The only real difference to DAgger is the exact form of the schedule. DAgger uses a schedule of something like P(use truth) = 0.99i, where i is the round/minibatch/whatever. Scheduled sampling considers two other rates, one linear and one inverse sigmoid. They're shown below, where the red curve is the DAgger schedule (Figure 2 from the scheduled sampling paper):

What are the results like?

There are basically two novelties in this paper: (1) applying DAgger to training neural networks, and (2) trying different schedules.

I would expect results that analyse the importance of these two things, but I only see a partial analysis of (1). In particular, the results show that training neural networks with DAgger is better than training them with supervised learning. This is nice to know, and is a nice replication of the results from Ross, Gordon and Bagnell. It would be also nice to see the other side: that going neural here is beneficial, but I suspect that's just taken for granted.

__Dataset section__.

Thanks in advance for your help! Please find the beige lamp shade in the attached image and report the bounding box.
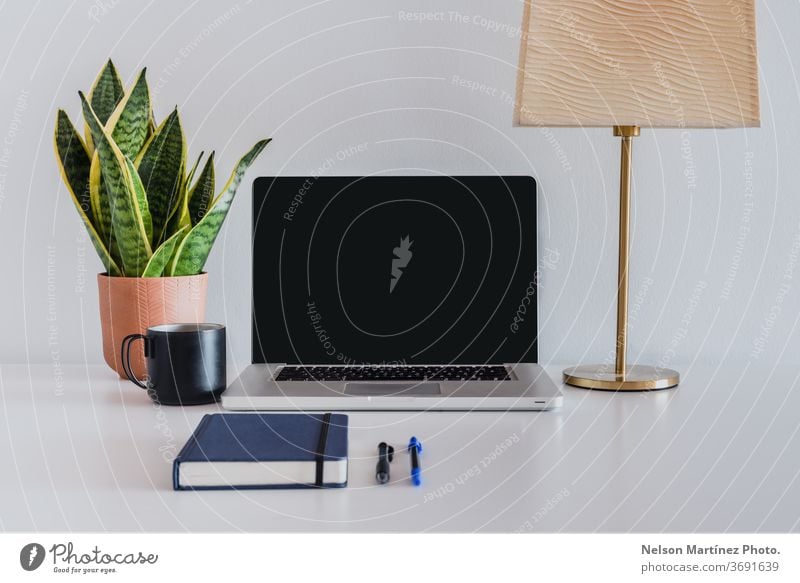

__Description of the task__.
Reproduce a passage from the scheduled sampling text word for word, starting at the words "The only real" and ending after "trying different schedules.". You won't need the lines for this.

__Response to the task__.
The only real difference to DAgger is the exact form of the schedule. DAgger uses a schedule of something like P(use truth) = 0.99i, where i is the round/minibatch/whatever. Scheduled sampling considers two other rates, one linear and one inverse sigmoid. They're shown below, where the red curve is the DAgger schedule (Figure 2 from the scheduled sampling paper):

What are the results like?

There are basically two novelties in this paper: (1) applying DAgger to training neural networks, and (2) trying different schedules.